▶ _Tasks for this exercise_
a - Reproduce the passage of the IDNA reference text starting with "idna_to_ascii_4i ()" and going on through "are equivalent labels.".
b - In the IDNA reference text, how much room must the output string of idna_to_ascii_4i have?

▶ _Document passage_
══════
IDNA_SUCCESS: Successful operation. This value is guaranteed to always be zero, the remaining ones are only guaranteed to hold non-zero values, for logical comparison purposes. IDNA_STRINGPREP_ERROR: Error during string preparation. IDNA_PUNYCODE_ERROR: Error during punycode operation. IDNA_CONTAINS_NON_LDH: For IDNA_USE_STD3_ASCII_RULES, indicate that the string contains non-LDH ASCII characters. IDNA_CONTAINS_MINUS: For IDNA_USE_STD3_ASCII_RULES, indicate that the string contains a leading or trailing hyphen-minus (U+002D). IDNA_INVALID_LENGTH: The final output string is not within the (inclusive) range 1 to 63 characters. IDNA_NO_ACE_PREFIX: The string does not contain the ACE prefix (for ToUnicode). IDNA_ROUNDTRIP_VERIFY_ERROR: The ToASCII operation on output string does not equal the input. IDNA_CONTAINS_ACE_PREFIX: The input contains the ACE prefix (for ToASCII). IDNA_ICONV_ERROR: Character encoding conversion error. IDNA_MALLOC_ERROR: Could not allocate buffer (this is typically a fatal error). IDNA_DLOPEN_ERROR: Could not dlopen the libcidn DSO (only used internally in libc).

Parameters

an Idna_rc return code.

Returns

Returns a pointer to a statically allocated string containing a description of the error with the return code rc .

idna_to_ascii_4i ()

int
idna_to_ascii_4i (const uint32_t *in,
                  size_t inlen,
                  char *out,
                  int flags);

The ToASCII operation takes a sequence of Unicode code points that make up one domain label and transforms it into a sequence of code points in the ASCII range (0..7F). If ToASCII succeeds, the original sequence and the resulting sequence are equivalent labels.

It is important to note that the ToASCII operation can fail. ToASCII fails if any step of it fails. If any step of the ToASCII operation fails on any label in a domain name, that domain name MUST NOT be used as an internationalized domain name. The method for deadling with this failure is application-specific.

The inputs to ToASCII are a sequence of code points, the AllowUnassigned flag, and the UseSTD3ASCIIRules flag. The output of ToASCII is either a sequence of ASCII code points or a failure condition.

ToASCII never alters a sequence of code points that are all in the ASCII range to begin with (although it could fail). Applying the ToASCII operation multiple times has exactly the same effect as applying it just once.

Parameters

in	input array with unicode code points.
inlen	length of input array with unicode code points.
out	output zero terminated string that must have room for at least 63 characters plus the terminating zero.
flags	an Idna_flags value, e.g., `IDNA_ALLOW_UNASSIGNED` or `IDNA_USE_STD3_ASCII_RULES`.

Returns

Returns 0 on success, or an Idna_rc error code.

idna_to_unicode_44i ()
══════
▶ _Extracted data_
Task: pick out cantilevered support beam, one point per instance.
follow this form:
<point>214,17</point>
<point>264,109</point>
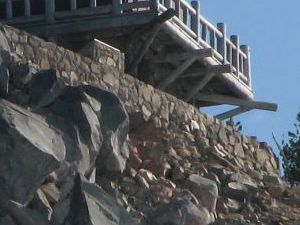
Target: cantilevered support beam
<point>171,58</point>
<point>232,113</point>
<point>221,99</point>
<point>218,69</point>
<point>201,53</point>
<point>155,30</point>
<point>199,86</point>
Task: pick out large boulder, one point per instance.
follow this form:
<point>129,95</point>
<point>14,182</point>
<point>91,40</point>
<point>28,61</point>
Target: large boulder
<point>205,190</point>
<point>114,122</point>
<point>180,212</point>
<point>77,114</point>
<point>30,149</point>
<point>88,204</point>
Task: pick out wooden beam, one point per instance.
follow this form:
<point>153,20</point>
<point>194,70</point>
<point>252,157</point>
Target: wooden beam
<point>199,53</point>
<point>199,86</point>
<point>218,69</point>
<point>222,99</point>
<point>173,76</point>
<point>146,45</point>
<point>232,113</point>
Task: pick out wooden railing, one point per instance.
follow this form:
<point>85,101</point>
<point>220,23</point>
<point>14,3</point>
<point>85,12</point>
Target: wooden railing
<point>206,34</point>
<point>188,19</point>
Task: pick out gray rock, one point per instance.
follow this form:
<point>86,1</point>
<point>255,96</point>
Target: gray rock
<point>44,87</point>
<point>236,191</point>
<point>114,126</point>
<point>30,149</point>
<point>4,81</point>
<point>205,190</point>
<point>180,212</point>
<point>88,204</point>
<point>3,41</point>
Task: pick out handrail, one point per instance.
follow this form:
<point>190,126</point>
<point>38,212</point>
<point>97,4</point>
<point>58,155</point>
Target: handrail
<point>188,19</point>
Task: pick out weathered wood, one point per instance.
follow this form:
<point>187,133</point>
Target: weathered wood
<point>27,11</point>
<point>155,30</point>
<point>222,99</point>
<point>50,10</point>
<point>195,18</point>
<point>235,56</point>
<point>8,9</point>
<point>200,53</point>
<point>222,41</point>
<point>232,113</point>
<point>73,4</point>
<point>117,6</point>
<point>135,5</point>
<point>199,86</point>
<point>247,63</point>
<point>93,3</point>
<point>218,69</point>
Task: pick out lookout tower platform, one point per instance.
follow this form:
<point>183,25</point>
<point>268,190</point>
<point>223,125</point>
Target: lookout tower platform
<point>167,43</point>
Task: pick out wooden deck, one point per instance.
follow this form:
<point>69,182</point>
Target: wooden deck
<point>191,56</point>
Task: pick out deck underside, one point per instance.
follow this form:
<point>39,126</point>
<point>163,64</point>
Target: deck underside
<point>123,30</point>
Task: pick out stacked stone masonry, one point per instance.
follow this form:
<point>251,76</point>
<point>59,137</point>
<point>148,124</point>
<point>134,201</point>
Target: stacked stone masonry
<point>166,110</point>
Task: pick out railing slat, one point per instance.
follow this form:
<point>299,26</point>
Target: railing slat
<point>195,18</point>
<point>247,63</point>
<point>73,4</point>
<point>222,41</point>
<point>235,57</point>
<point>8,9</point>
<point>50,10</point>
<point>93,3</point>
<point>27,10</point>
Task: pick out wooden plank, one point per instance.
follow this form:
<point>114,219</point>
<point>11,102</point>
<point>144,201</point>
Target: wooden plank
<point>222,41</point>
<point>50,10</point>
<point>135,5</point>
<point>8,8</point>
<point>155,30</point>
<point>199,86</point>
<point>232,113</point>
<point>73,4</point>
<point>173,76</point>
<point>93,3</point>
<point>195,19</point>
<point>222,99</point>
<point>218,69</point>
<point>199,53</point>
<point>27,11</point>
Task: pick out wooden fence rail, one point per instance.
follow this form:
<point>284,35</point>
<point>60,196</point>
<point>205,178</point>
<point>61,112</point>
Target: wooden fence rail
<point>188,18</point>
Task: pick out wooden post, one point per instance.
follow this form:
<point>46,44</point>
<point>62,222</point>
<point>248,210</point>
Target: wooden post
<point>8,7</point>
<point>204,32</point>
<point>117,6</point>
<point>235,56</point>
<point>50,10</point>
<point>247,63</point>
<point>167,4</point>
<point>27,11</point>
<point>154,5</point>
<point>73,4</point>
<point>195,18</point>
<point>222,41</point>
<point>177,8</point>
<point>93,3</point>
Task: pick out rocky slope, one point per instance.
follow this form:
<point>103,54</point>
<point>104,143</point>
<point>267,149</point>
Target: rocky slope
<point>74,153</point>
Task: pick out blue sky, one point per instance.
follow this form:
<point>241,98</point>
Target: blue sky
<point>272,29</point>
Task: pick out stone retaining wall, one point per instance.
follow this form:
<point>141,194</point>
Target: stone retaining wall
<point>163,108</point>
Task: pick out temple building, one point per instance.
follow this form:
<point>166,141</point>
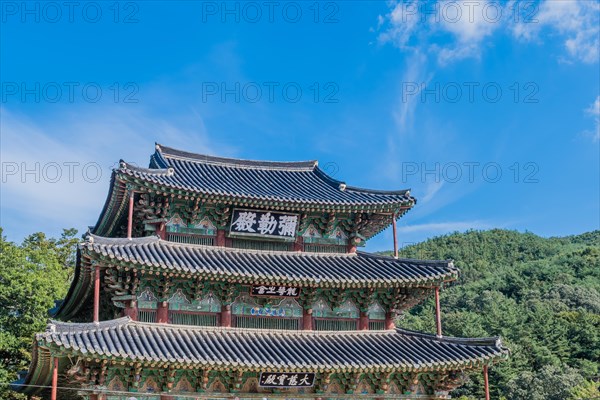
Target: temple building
══════
▶ _Task responses_
a -
idna_to_ascii_4i ()

int
idna_to_ascii_4i (const uint32_t *in,
                  size_t inlen,
                  char *out,
                  int flags);

The ToASCII operation takes a sequence of Unicode code points that make up one domain label and transforms it into a sequence of code points in the ASCII range (0..7F). If ToASCII succeeds, the original sequence and the resulting sequence are equivalent labels.

b - At least 63 characters plus the terminating zero.